This is half a proof. You have shown that the subspace $$S$$ spanned by $$\{(1,0,1), (0,1,0)\}$$ is contained in the plane $$P = \{(x, y, z) \in \mathbb{R}^3 : x = z \}$$. You also need to show that $$S$$ contains $$P$$. You could do this by direct calculation, or by an argument based on dimension.

3. Jan 25, 2010

### Fanta

i see. So how would you calculate it then?

4. Jan 25, 2010

### ystael

You showed that $$S \subset P$$ by showing that if $$v \in S$$, that is, $$v$$ is a linear combination of $$(1,0,1)$$ and $$(0,1,0)$$, then $$v \in P$$, that is, the first and third coordinates of $$v$$ are equal.

Show that $$S \supset P$$ by proving the reverse implication: if $$v \in P$$, that is, if the first and third coordinates of $$v$$ are equal, then $$v \in S$$, that is, $$v$$ is a linear combination of $$(1,0,1)$$ and $$(0,1,0)$$. You should be able to exhibit explicitly the coefficients in this linear combination, using the components of $$v$$.

5. Jan 25, 2010

### Fanta

got it, thanks!

_INFORMATION PROVIDED_

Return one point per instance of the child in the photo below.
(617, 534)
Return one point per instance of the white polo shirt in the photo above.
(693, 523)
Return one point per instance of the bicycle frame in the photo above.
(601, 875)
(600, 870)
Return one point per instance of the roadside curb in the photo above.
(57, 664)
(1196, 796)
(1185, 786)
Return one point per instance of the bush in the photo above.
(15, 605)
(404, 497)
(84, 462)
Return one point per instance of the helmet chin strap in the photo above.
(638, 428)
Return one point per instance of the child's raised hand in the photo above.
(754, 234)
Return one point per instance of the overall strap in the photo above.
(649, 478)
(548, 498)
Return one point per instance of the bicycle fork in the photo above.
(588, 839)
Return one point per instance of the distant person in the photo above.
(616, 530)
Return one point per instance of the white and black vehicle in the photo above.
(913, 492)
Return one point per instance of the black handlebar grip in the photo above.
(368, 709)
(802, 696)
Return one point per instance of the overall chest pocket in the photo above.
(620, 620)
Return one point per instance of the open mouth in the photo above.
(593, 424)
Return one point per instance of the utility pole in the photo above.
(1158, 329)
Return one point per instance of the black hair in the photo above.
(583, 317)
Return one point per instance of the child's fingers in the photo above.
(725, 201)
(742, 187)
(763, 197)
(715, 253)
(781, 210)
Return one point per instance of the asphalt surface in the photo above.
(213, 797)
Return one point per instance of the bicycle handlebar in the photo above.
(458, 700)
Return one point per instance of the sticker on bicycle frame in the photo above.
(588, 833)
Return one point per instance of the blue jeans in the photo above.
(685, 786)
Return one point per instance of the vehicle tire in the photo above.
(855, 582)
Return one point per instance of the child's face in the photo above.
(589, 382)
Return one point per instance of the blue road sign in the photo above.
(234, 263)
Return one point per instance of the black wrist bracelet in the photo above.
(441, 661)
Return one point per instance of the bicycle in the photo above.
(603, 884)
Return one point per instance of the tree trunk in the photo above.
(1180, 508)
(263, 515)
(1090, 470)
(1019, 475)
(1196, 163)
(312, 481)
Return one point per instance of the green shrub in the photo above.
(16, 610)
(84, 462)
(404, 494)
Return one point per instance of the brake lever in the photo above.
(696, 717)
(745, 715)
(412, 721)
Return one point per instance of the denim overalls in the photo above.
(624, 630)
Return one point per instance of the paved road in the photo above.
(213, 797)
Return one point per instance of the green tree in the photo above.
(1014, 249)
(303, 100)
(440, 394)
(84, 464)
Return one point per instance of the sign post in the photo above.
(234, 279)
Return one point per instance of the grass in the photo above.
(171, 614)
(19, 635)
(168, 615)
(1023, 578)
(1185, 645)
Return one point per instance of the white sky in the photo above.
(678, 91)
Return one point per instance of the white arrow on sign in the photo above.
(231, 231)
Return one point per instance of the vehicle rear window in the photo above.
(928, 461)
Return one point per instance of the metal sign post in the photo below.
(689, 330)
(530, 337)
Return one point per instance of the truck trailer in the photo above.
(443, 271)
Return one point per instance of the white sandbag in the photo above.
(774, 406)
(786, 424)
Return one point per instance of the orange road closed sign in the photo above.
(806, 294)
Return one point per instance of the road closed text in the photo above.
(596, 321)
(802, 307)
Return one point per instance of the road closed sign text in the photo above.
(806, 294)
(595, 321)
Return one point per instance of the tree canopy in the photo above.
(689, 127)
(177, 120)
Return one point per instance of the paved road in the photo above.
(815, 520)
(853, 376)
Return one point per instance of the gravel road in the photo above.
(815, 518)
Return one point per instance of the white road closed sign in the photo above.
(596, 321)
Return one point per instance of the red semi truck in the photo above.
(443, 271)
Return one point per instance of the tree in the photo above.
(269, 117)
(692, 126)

_AIM_
In the forum thread about the plane $$x = z$$, give the passage again starting with "4. Jan 25, 2010" and going on through "components of $$v$$.", swapping "linear combination" for "weighted sum" at each place it occurs.

_RESPONSE TO THIS TASK_
4. Jan 25, 2010

### ystael

You showed that $$S \subset P$$ by showing that if $$v \in S$$, that is, $$v$$ is a weighted sum of $$(1,0,1)$$ and $$(0,1,0)$$, then $$v \in P$$, that is, the first and third coordinates of $$v$$ are equal.

Show that $$S \supset P$$ by proving the reverse implication: if $$v \in P$$, that is, if the first and third coordinates of $$v$$ are equal, then $$v \in S$$, that is, $$v$$ is a weighted sum of $$(1,0,1)$$ and $$(0,1,0)$$. You should be able to exhibit explicitly the coefficients in this weighted sum, using the components of $$v$$.